• QUOTED TEXT:
▼
Alan had been insisting that we needed a narrower tree this year. He has a point. At various times over the holiday season, we have a number of visitors and the tree is in danger of being knocked over in the rush. But the one he confessed he would have brought home himself looked as if it had been put through a shredder. I told him that if he had come home with it, I would have cried. What we eventually bought is something called a Lodge Pole Pine - an elegant, umbrella shaped tree. I confess to a few misgivings of the ecological variety, but then I'm aware that even these trees need to be thinned out! It is a truly beautiful Christmas tree and now that it is trimmed, I'm even happier. Oh and it smells lovely too.

Friday, December 11, 2009

Laundering your linens for Christmas

- or - perhaps more to the point -laundering your linens after Christmas, when somebody has spilled a glass or a bottle of red wine, or when your lovely damask tablecloth is a warzone of turkey fat, squashed sprouts and Christmas pudding stains.
Actually, the old linen damask cloths can be very forgiving, as I've found over the years. It's possible to persuade even fifty year old stains to fade. I favour a UK product called Vanish. For most immediate marks, you can simply add some to your wash, and launder in the usual way - though for linens, I've also found that a hot, but not boiling, cotton wash is best. A boil wash is supposedly possible, but I've always found it a bit too harsh and it will result in creases that are very hard to get out.
There are other versions of the same product on the market which will allow you to target localised stains - you spray on, and then leave for a little while before washing. For the worst cases, I soak in a solution of the same product, and change the water occasionally, before washing in the machine in the usual way. The trick is to make sure that the tablecloths are well rinsed - which a machine will probably take care of for you! And handle them very carefully when they are wet.
▲
• STATED EXERCISE 1: Put the entries into a Markdown table with two columns, Number and Entry line. Start at the line containing "One point belongs on each instance of the pale lilac" and end at the last line of the entries, skip blank lines, and leave out the pictures.

• LISTED RECORDS:
▼
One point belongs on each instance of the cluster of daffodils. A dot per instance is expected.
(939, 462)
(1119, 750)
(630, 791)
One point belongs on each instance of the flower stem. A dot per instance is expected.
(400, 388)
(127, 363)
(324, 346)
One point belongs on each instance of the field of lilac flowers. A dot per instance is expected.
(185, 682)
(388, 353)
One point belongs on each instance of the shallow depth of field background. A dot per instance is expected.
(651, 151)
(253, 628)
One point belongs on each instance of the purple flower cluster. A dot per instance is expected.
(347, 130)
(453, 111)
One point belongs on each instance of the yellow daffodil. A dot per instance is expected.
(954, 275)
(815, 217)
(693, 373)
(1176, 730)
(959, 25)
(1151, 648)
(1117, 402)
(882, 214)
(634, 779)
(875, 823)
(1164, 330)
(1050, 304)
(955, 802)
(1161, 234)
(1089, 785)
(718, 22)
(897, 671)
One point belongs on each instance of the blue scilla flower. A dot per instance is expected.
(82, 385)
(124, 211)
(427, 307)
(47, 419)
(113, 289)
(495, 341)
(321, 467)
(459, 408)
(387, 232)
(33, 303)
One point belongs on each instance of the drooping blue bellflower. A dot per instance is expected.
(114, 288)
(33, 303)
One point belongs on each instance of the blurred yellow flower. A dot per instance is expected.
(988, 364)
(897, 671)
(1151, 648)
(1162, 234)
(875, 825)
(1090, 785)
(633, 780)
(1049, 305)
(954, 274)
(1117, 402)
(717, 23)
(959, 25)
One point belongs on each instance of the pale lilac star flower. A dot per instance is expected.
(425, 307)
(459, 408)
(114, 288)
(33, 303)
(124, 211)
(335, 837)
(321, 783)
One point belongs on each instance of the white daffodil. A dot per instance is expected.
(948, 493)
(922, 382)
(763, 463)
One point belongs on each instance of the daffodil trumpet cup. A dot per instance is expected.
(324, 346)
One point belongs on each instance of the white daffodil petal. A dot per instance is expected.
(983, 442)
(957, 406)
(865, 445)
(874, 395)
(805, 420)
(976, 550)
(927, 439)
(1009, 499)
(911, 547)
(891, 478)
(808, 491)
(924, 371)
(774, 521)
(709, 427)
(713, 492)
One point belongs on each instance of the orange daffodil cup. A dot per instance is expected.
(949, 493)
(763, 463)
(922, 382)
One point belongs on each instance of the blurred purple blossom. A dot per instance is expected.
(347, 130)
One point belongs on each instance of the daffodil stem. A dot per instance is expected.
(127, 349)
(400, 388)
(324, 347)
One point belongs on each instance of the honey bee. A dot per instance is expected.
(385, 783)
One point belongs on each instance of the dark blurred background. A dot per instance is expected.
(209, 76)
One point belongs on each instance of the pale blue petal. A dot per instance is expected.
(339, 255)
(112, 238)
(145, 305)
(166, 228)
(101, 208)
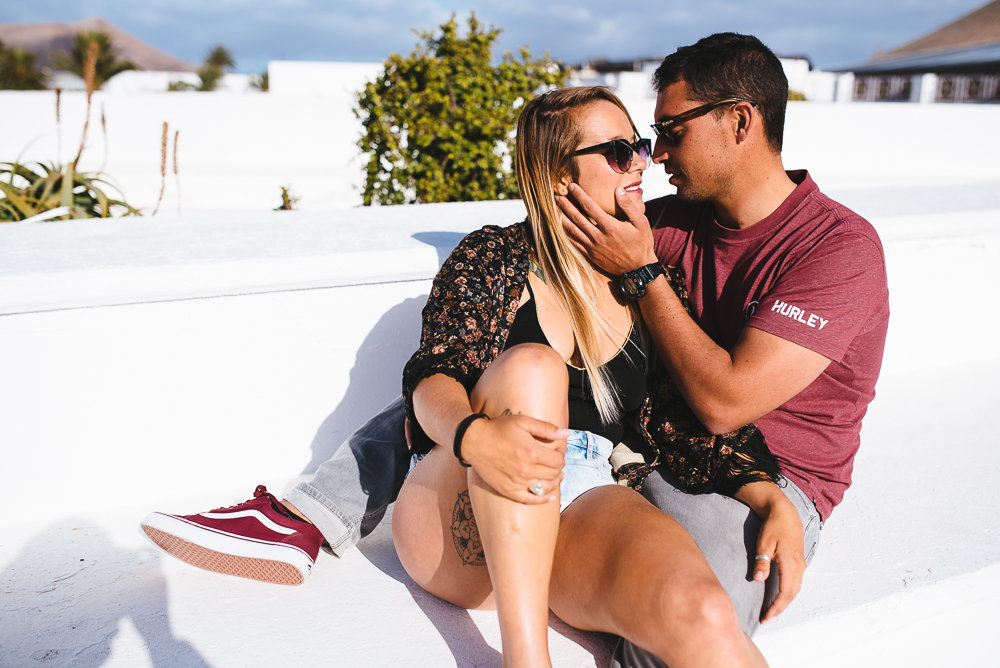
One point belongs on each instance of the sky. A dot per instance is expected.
▲
• STATED EXERCISE 2: According to the blog post, what kind of tree did the writer end up buying?

• TASK RESPONSE 1:
| Number | Entry line |
|---|---|
| 1 | One point belongs on each instance of the pale lilac star flower. A dot per instance is expected. |
| 2 | (425, 307) |
| 3 | (459, 408) |
| 4 | (114, 288) |
| 5 | (33, 303) |
| 6 | (124, 211) |
| 7 | (335, 837) |
| 8 | (321, 783) |
| 9 | One point belongs on each instance of the white daffodil. A dot per instance is expected. |
| 10 | (948, 493) |
| 11 | (922, 382) |
| 12 | (763, 463) |
| 13 | One point belongs on each instance of the daffodil trumpet cup. A dot per instance is expected. |
| 14 | (324, 346) |
| 15 | One point belongs on each instance of the white daffodil petal. A dot per instance is expected. |
| 16 | (983, 442) |
| 17 | (957, 406) |
| 18 | (865, 445) |
| 19 | (874, 395) |
| 20 | (805, 420) |
| 21 | (976, 550) |
| 22 | (927, 439) |
| 23 | (1009, 499) |
| 24 | (911, 547) |
| 25 | (891, 478) |
| 26 | (808, 491) |
| 27 | (924, 371) |
| 28 | (774, 521) |
| 29 | (709, 427) |
| 30 | (713, 492) |
| 31 | One point belongs on each instance of the orange daffodil cup. A dot per instance is expected. |
| 32 | (949, 493) |
| 33 | (763, 463) |
| 34 | (922, 382) |
| 35 | One point belongs on each instance of the blurred purple blossom. A dot per instance is expected. |
| 36 | (347, 130) |
| 37 | One point belongs on each instance of the daffodil stem. A dot per instance is expected. |
| 38 | (127, 349) |
| 39 | (400, 388) |
| 40 | (324, 347) |
| 41 | One point belongs on each instance of the honey bee. A dot per instance is expected. |
| 42 | (385, 783) |
| 43 | One point belongs on each instance of the dark blurred background. A dot per instance is expected. |
| 44 | (209, 76) |
| 45 | One point belongs on each instance of the pale blue petal. A dot per instance is expected. |
| 46 | (339, 255) |
| 47 | (112, 238) |
| 48 | (145, 305) |
| 49 | (166, 228) |
| 50 | (101, 208) |
| 51 | One point belongs on each instance of the sky. A dot per instance is expected. |

• TASK RESPONSE 2: A Lodge Pole Pine.